▸ **Problem requirements**: Go through the entries, filter for the word "below", and copy every line that has it.
● ● ● ●
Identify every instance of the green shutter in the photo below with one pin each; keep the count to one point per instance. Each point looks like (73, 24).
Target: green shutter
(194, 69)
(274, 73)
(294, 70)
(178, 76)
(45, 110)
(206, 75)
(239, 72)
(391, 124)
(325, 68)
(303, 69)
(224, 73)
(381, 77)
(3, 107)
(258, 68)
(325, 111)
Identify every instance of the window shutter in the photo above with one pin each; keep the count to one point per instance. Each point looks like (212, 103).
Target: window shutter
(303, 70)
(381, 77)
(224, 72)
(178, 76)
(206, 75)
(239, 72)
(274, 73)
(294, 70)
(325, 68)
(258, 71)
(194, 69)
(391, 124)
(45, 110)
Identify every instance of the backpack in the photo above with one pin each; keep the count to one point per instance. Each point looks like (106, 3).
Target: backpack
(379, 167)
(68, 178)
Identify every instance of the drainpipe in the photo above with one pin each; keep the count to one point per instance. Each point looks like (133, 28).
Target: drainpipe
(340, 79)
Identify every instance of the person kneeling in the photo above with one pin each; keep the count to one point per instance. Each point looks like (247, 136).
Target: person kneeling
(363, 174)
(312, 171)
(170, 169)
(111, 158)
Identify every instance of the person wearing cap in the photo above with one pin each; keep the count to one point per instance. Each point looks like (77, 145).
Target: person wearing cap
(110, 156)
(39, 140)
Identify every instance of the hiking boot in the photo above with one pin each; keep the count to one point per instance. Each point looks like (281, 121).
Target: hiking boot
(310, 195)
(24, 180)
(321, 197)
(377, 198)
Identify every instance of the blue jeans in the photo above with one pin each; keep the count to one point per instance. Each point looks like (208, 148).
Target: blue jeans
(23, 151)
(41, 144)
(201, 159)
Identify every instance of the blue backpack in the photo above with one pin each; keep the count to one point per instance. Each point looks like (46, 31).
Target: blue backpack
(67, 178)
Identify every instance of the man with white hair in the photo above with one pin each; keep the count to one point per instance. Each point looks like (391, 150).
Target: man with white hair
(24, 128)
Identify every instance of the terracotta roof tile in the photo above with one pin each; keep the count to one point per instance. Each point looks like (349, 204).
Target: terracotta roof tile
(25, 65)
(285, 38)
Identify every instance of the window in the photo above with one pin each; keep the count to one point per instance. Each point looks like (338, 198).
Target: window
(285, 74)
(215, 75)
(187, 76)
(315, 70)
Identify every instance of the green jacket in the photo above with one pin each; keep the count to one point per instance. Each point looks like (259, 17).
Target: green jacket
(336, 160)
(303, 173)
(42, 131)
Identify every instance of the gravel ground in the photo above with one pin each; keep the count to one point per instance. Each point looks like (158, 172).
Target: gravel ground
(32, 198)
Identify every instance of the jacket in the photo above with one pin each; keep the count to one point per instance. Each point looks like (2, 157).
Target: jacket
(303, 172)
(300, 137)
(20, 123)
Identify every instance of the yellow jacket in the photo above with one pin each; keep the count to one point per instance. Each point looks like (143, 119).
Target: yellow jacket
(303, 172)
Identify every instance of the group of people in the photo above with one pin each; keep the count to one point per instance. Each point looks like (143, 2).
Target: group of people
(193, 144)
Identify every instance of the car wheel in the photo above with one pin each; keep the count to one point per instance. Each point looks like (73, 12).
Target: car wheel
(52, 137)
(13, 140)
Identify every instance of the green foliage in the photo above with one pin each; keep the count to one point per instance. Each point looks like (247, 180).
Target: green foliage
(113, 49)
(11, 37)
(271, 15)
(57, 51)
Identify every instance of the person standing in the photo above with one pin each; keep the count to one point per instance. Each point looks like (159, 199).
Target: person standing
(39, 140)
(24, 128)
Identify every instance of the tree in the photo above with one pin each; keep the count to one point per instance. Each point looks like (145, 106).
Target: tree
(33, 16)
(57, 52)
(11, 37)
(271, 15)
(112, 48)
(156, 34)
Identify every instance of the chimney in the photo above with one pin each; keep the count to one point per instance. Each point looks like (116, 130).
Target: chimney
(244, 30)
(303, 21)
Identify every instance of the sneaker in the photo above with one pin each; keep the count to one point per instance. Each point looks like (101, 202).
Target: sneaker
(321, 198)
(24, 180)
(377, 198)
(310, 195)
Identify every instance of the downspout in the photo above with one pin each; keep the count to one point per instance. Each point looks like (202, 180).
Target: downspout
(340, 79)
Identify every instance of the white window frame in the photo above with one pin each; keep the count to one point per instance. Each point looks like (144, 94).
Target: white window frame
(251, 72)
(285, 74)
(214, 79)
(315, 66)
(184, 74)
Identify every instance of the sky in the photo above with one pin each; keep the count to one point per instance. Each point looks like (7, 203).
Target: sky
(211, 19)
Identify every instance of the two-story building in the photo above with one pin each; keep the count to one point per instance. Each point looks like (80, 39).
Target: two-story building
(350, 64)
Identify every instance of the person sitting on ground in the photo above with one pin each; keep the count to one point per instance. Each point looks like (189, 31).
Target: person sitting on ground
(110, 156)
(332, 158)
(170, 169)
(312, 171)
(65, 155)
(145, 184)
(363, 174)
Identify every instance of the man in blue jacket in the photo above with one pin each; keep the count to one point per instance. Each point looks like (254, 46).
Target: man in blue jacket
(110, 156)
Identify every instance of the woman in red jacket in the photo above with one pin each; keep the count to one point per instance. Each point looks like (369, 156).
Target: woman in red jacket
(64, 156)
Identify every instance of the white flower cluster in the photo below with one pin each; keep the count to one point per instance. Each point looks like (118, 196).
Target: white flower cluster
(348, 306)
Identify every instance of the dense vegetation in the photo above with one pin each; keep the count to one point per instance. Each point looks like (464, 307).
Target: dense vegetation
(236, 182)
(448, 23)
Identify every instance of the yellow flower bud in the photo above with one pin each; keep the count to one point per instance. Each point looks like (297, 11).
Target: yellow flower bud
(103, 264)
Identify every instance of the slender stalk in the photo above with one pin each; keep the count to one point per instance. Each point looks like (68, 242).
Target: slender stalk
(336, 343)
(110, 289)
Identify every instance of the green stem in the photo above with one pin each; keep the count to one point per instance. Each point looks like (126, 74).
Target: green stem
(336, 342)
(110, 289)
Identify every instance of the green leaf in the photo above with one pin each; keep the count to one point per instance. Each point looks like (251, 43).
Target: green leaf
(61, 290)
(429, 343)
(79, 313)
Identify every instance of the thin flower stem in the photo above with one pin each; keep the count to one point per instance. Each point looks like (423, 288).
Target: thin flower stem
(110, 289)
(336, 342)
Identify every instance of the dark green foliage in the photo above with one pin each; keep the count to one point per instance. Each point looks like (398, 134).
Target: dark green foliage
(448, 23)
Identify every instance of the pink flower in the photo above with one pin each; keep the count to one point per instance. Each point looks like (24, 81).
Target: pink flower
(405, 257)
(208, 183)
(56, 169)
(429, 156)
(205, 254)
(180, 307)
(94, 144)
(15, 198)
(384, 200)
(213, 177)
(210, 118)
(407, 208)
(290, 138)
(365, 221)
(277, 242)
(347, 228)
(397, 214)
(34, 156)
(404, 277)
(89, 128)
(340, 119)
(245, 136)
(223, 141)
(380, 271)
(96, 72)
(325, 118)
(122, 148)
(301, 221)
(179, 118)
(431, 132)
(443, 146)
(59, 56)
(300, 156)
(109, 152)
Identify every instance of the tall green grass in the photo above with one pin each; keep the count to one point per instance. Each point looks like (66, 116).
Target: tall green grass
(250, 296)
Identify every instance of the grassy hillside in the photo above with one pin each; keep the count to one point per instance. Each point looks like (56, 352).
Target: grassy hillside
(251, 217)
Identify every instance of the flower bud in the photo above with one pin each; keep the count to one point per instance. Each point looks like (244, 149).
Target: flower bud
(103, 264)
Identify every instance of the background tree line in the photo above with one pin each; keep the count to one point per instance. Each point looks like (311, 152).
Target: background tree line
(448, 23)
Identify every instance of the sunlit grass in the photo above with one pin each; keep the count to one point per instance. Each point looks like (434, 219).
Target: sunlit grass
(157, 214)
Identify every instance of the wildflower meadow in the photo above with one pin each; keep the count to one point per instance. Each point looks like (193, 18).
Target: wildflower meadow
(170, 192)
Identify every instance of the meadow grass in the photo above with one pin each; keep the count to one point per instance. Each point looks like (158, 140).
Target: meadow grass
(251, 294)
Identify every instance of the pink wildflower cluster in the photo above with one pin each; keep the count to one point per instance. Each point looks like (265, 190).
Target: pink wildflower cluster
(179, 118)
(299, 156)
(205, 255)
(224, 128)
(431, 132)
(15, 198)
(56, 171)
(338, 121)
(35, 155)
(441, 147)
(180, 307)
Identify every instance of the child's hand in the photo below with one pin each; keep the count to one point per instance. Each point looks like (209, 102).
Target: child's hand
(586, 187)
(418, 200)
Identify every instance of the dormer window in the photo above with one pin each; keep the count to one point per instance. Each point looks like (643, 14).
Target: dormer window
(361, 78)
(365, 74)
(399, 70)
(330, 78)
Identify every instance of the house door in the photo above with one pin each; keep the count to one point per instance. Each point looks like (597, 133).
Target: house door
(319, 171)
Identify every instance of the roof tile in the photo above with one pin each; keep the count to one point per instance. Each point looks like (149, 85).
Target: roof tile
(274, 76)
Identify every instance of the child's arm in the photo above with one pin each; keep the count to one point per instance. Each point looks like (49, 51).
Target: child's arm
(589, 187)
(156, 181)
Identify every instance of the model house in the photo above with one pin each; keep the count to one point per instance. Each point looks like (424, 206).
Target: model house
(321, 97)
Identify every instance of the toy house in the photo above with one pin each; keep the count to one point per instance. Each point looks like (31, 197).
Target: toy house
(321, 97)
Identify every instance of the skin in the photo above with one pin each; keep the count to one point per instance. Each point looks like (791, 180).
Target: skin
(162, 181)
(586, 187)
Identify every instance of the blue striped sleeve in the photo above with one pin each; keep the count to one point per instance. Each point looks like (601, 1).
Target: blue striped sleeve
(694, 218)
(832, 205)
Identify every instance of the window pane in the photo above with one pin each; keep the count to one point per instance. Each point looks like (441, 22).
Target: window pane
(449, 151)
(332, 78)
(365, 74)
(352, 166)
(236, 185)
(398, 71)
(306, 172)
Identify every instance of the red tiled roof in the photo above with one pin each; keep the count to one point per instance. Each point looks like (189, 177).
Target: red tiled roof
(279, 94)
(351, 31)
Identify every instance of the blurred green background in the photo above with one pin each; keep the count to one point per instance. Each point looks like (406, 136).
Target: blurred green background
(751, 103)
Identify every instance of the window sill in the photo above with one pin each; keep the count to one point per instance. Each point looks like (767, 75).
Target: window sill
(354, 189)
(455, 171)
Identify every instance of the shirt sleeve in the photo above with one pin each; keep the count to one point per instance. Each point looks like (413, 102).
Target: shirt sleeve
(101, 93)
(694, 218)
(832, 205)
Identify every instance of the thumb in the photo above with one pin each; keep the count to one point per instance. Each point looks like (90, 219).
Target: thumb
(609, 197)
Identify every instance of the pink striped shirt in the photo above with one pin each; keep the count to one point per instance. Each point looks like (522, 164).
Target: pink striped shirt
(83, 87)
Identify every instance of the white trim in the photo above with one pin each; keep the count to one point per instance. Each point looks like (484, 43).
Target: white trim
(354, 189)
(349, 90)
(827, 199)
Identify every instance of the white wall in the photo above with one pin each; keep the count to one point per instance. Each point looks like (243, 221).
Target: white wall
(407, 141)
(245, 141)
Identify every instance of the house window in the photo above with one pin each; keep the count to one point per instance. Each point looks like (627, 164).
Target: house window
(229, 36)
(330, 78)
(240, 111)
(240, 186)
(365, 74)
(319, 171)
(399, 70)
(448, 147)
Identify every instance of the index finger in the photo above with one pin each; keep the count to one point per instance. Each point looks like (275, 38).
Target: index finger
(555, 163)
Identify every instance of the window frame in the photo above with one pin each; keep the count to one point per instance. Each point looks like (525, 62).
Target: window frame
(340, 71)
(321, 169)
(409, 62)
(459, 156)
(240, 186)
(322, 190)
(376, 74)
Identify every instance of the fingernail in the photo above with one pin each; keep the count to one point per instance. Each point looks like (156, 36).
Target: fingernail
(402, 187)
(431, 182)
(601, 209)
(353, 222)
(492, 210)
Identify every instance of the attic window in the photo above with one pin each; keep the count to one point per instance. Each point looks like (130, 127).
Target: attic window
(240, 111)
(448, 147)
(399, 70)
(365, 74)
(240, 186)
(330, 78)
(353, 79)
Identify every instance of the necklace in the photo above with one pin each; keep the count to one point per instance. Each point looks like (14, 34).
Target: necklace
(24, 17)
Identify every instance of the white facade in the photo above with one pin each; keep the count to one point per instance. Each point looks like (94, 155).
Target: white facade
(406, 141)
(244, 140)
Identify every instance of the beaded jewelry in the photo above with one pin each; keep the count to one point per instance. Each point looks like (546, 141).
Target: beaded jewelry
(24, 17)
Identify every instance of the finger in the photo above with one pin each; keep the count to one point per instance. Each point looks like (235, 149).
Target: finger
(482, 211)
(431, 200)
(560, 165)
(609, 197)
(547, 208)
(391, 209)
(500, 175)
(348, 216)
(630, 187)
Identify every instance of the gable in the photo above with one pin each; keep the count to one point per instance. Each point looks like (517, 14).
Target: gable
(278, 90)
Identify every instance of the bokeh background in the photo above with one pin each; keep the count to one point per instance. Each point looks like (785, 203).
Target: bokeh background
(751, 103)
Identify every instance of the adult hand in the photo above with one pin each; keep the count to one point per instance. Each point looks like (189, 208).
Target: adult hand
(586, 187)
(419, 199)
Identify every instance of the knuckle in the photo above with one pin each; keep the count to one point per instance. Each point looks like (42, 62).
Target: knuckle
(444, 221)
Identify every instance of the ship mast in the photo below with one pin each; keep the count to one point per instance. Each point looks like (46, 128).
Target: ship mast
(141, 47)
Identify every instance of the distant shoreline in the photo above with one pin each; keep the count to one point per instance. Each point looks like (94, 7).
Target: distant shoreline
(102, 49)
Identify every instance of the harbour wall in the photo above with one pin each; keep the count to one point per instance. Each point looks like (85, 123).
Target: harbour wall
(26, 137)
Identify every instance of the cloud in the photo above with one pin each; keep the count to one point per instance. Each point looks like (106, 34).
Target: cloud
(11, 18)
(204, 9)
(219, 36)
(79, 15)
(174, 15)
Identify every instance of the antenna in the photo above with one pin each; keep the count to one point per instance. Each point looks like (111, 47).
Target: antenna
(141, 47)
● ● ● ●
▸ **Completed exercise**:
Identify every instance of the green shutter in the photo below with one pin each; keep the count to one point per instance. Each point looks like (73, 24).
Identify every instance of the white flower cluster in the photo below with one pin each; keep the count to one point per instance. Each point looks like (118, 196).
Identify every instance of the child's hand in the photo below with one pin each; keep the count to one point per instance. Each point looks like (209, 102).
Identify every instance of the ship mast in the photo below with one pin each; keep the count to one point per instance. Each point looks like (46, 128).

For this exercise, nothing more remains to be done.